Stored data
☆ ☆ ☆ ☆

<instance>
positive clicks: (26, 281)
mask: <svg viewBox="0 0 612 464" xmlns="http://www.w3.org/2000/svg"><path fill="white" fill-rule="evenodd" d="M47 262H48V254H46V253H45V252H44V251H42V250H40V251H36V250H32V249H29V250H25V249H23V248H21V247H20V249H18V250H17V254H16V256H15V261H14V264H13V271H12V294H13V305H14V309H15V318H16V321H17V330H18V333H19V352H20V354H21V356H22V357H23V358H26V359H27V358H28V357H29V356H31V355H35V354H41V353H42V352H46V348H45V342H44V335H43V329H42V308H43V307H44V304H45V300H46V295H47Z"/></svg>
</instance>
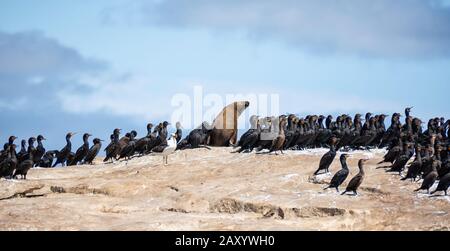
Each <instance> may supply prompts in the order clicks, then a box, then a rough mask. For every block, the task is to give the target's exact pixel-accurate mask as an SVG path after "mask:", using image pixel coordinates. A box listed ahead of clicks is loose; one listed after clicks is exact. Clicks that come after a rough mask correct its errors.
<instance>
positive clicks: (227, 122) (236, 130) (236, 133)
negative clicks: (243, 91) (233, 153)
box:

☆ ☆ ☆ ☆

* **Exercise instructions**
Repeat all of the lines above word for word, leaving out the pictures.

* **Reply**
<instance>
positive clicks: (26, 281)
mask: <svg viewBox="0 0 612 464" xmlns="http://www.w3.org/2000/svg"><path fill="white" fill-rule="evenodd" d="M47 262H48V254H46V253H45V252H44V251H42V250H40V251H36V250H32V249H29V250H25V249H23V248H21V247H20V249H18V250H17V254H16V256H15V261H14V264H13V271H12V294H13V305H14V309H15V318H16V321H17V330H18V333H19V352H20V354H21V356H22V357H23V358H26V359H27V358H28V357H29V356H31V355H35V354H41V353H42V352H46V348H45V342H44V335H43V329H42V308H43V307H44V304H45V300H46V295H47Z"/></svg>
</instance>
Each <instance> may supply prompts in the order clicks, then a box, then a rough mask. For every block, the task is to give the target's exact pixel-accurate mask as an SVG path after "mask:", using image pixel coordinates. A box listed ahead of clicks is loose; one listed after clicks is exact. Clicks that come after a rough mask correct its errors.
<instance>
positive clicks: (227, 122) (236, 130) (236, 133)
negative clicks: (243, 91) (233, 153)
box:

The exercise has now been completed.